__Exercise description__. Copy down all of the data underneath, exactly as shown.

__Dataset records__.
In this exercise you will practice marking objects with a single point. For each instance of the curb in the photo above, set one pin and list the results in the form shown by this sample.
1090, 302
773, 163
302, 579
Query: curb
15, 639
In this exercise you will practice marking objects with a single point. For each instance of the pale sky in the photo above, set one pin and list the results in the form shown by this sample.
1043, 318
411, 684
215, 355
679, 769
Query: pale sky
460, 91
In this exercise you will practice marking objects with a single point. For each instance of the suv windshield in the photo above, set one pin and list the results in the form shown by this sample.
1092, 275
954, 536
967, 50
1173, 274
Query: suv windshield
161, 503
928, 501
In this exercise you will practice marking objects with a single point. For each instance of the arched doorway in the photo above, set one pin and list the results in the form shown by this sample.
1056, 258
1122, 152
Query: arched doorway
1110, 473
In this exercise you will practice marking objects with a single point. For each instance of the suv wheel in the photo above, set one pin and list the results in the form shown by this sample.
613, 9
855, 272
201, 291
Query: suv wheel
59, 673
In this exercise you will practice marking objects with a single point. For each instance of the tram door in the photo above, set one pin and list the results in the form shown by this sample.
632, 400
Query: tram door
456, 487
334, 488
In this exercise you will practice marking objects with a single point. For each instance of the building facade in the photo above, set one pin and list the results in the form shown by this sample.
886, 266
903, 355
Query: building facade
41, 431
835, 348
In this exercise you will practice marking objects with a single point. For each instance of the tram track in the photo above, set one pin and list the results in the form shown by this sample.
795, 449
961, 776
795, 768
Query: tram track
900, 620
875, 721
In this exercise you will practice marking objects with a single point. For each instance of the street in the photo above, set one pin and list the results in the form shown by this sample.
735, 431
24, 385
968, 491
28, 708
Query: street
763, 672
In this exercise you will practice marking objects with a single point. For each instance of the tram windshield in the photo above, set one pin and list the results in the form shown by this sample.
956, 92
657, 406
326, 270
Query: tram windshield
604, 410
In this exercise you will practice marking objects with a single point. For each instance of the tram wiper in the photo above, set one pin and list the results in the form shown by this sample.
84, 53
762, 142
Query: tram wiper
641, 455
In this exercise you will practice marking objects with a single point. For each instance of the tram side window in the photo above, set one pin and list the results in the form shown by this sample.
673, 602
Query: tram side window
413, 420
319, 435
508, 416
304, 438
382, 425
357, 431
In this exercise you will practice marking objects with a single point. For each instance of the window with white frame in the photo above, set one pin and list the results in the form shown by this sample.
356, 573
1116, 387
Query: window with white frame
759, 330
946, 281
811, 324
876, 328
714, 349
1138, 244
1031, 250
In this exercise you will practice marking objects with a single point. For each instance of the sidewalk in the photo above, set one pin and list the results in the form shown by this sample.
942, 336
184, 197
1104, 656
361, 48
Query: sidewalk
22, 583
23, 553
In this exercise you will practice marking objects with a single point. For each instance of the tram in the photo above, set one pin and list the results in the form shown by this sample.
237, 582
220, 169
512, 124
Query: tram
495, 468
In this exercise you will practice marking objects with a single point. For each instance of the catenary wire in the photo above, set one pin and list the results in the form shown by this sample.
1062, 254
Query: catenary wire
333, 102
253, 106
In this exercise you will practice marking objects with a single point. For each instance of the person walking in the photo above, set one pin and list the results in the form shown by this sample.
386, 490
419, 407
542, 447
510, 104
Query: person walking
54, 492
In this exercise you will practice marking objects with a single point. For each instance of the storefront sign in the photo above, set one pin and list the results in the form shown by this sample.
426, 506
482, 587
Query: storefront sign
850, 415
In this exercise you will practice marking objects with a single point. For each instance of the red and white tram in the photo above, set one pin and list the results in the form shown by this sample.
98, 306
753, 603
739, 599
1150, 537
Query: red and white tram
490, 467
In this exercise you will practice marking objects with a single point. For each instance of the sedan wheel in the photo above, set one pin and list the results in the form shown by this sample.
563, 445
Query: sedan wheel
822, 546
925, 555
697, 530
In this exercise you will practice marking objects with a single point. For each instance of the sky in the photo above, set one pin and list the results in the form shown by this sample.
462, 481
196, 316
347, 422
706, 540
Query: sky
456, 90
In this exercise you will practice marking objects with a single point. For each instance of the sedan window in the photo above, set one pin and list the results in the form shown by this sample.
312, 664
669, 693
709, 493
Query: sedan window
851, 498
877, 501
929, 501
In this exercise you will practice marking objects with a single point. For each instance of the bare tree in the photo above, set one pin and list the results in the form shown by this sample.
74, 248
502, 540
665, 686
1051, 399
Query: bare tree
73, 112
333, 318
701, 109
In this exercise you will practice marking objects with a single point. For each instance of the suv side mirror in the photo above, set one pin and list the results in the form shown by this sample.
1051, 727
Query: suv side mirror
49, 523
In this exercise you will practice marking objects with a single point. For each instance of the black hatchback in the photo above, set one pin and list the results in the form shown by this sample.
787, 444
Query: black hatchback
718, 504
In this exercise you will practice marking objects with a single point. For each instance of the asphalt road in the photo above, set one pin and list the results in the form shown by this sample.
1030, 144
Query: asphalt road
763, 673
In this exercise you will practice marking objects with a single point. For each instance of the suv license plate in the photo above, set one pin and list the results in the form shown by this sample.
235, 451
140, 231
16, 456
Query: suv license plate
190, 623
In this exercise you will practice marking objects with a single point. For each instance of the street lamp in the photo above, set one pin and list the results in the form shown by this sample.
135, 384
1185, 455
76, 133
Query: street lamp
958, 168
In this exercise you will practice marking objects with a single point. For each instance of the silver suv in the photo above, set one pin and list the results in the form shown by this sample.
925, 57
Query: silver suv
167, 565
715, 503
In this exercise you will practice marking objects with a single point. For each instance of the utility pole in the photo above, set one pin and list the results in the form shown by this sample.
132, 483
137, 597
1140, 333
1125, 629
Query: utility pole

__Response to this task__.
In this exercise you will practice marking objects with a single point. For each instance of the curb in the photo above, set one pin and list the results in the form shown by this sample.
1090, 302
773, 163
302, 579
Query: curb
15, 639
In this exercise you will practice marking objects with a single point. For each instance of the pale sky in the photo above, set one pin and list the results in the form shown by this sample.
1043, 318
411, 684
215, 355
679, 769
Query: pale sky
460, 91
In this exercise you will practice marking objects with a single point. For each instance of the suv windshield in the photo above, set one pin and list the results in the form shown by this sample.
1092, 275
954, 536
967, 50
1173, 274
Query: suv windshield
161, 503
928, 501
In this exercise you will practice marking objects with a single point. For each instance of the arched doorway in the photo above, set one pin and list the results in the form shown by this sample.
1056, 258
1122, 152
Query: arched doorway
1110, 473
In this exercise you will practice marking objects with a single point. For each instance of the suv wheel in the photo above, set one pin and list the results in the form shown by this sample.
613, 9
855, 272
201, 291
Query: suv wheel
59, 673
In this exercise you will practice marking objects with a single point. For each instance of the tram door in the photo above, set one pin and list the results in the form shown by this sample.
632, 400
Query: tram door
456, 487
334, 488
In this exercise you will practice marking objects with a single point. For each instance of the building facade in the photo above, set one pin and list the results in the form shown by this sample.
886, 266
903, 355
Query: building facade
41, 431
835, 348
In this exercise you will practice marking objects with a single point. For each instance of the tram track in the photo above, set one pin and list the results in the form shown by this sample.
795, 449
961, 776
795, 768
Query: tram track
900, 620
875, 721
In this exercise you will practice marking objects with a single point. For each instance of the street in the photo above, set one pin and list the results in the form shown by this sample.
735, 431
24, 385
968, 491
28, 708
Query: street
763, 672
In this exercise you will practice marking objects with a single point. For each instance of the tram windshield in the photo above, set one pin and list the results in the form shown by this sample.
956, 92
657, 406
326, 270
Query: tram windshield
604, 410
In this exercise you will practice marking objects with a single point. For each instance of the tram wiper in the photo above, set one pin and list the results in the form shown by this sample.
84, 53
762, 142
Query: tram wiper
641, 455
In this exercise you will practice marking objects with a single point. For each instance of the tram side window in the photo above, set one pin and list the results in the form shown by this sample.
673, 602
Query: tram side window
413, 420
319, 435
508, 416
304, 438
382, 425
357, 431
In this exercise you will practice marking objects with a single point. For each instance of the window with white frame in the photo above, set one pin and list the results in the form shown by this sample.
356, 573
1116, 387
Query: window with white frame
759, 330
946, 281
811, 324
876, 328
714, 349
1138, 244
1031, 250
In this exercise you will practice marking objects with a single point. For each instance of the sidewalk in the photo above, set one pin and list the results in the form shown by this sample.
942, 336
184, 197
1104, 656
361, 48
Query: sidewalk
22, 583
23, 553
In this exercise you will practice marking objects with a single point. For each instance of the tram in the photo above, set one pin and list the results in the form shown by this sample.
237, 582
220, 169
512, 124
Query: tram
495, 468
In this exercise you will practice marking objects with a single point. For each instance of the catenary wire in the photo above, set one pin and list the results in the form shown by this sample.
1062, 254
Query: catenary wire
333, 102
253, 106
In this exercise you will practice marking objects with a single point. For each instance of the person walking in the photo above, set one pin and list the results in the form shown by this sample.
386, 490
419, 407
542, 447
510, 104
Query: person walking
54, 492
In this exercise you will practice marking objects with a single point. For each instance of the storefront sign in the photo above, set one pin and list the results in the form shown by this sample.
426, 506
482, 587
Query: storefront sign
850, 415
In this exercise you will practice marking objects with a single point. For each instance of the red and white tram in the photo above, set one pin and list the results in the form shown by this sample.
98, 306
753, 603
739, 599
1150, 537
Query: red and white tram
490, 467
In this exercise you will practice marking objects with a single point. For each instance of the sedan wheel in the photo above, set one pin and list the results in the form shown by this sample.
563, 445
Query: sedan wheel
822, 546
925, 555
697, 530
In this exercise you will practice marking objects with a single point. For each instance of the sky in the photo above, set one pin and list the results in the form shown by this sample.
462, 481
196, 316
347, 422
706, 540
Query: sky
456, 90
In this exercise you will practice marking objects with a single point. For each instance of the sedan window in the photo above, set one pin and list the results in the form shown by this sample.
312, 664
669, 693
709, 493
Query: sedan window
851, 498
877, 501
929, 501
In this exercise you will practice marking objects with a single point. For each instance of the bare tree in the photo above, set one pin and list the results in the form shown by this sample.
74, 248
502, 540
665, 686
1051, 399
Query: bare tree
73, 112
333, 318
701, 109
In this exercise you will practice marking objects with a single point. For each instance of the suv side mirror in the photo above, set one pin and list the results in the form shown by this sample.
1051, 727
Query: suv side mirror
49, 523
In this exercise you will practice marking objects with a single point. For each instance of the black hatchback in the photo above, set one pin and list the results in the form shown by this sample.
787, 444
Query: black hatchback
718, 504
In this exercise you will practice marking objects with a single point. For each instance of the asphalt road in the photo above, set one pin and list the results in the form shown by this sample.
1030, 144
Query: asphalt road
763, 673
In this exercise you will practice marking objects with a single point. For each instance of the suv license plate in the photo above, set one pin and list the results in the form shown by this sample.
235, 451
140, 231
16, 456
Query: suv license plate
190, 623
In this exercise you will practice marking objects with a single point. For each instance of the street lamp in the photo above, set one pin and list the results in the form shown by this sample.
135, 384
1185, 455
76, 133
Query: street lamp
958, 168
In this exercise you will practice marking objects with a single point. For each instance of the silver suv in the photo above, set one pin and list the results in the form shown by this sample.
925, 57
Query: silver suv
167, 565
715, 503
In this exercise you will practice marking objects with a single point. For each instance of the utility pole in the photo above, set one pin and list the results in the form shown by this sample.
132, 483
137, 597
1140, 333
1125, 629
Query: utility pole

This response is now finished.